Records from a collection
==============================
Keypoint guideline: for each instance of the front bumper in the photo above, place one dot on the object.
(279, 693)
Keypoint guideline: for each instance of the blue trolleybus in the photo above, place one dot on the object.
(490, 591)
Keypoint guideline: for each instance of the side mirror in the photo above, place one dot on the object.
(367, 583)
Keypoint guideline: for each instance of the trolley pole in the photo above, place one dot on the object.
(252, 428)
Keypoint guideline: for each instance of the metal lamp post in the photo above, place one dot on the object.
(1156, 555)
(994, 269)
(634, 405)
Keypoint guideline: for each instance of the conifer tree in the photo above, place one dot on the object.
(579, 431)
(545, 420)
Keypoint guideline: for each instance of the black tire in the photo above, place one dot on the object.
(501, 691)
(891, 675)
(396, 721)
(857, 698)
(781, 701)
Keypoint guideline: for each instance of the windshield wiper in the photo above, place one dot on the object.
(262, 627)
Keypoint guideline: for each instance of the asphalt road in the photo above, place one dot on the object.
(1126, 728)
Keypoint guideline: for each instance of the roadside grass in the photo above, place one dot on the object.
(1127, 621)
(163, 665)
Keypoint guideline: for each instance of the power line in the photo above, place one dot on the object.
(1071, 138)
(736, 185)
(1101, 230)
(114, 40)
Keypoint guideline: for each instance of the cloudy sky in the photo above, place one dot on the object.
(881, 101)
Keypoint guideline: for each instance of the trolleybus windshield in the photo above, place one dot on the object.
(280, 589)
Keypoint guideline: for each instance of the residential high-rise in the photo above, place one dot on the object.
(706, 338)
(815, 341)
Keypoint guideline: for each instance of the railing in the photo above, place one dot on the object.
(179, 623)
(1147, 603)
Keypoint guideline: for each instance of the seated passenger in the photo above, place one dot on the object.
==============================
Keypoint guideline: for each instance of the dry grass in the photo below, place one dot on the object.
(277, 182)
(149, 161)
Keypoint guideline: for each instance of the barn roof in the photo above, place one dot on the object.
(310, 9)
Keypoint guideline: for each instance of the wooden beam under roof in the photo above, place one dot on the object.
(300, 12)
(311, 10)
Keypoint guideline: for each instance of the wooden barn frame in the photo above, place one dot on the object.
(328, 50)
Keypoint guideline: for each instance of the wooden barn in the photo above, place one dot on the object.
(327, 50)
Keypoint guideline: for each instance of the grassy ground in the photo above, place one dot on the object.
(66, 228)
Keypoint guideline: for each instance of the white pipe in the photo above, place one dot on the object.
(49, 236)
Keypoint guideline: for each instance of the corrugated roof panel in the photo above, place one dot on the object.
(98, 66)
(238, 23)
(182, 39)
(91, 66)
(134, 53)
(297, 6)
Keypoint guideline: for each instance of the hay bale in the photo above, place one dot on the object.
==============================
Your instructions
Write out once more, word for word, the lines of the records from the one containing "Keypoint guideline: for each instance of the trolleybus" through the one containing "Keypoint guideline: for each instance of the seated", including both of those lines.

Output of the task
Keypoint guideline: for each instance of the trolleybus windshield in the photo above, place one dot on the object.
(280, 589)
Keypoint guideline: for each instance of the residential high-rise in the photo above, place one dot on the object.
(706, 338)
(815, 341)
Keypoint guideline: for each instance of the railing in the photo above, place one dot on the object.
(179, 623)
(1147, 603)
Keypoint guideline: for each instance of the seated passenger in the photo above, place one dot on the object.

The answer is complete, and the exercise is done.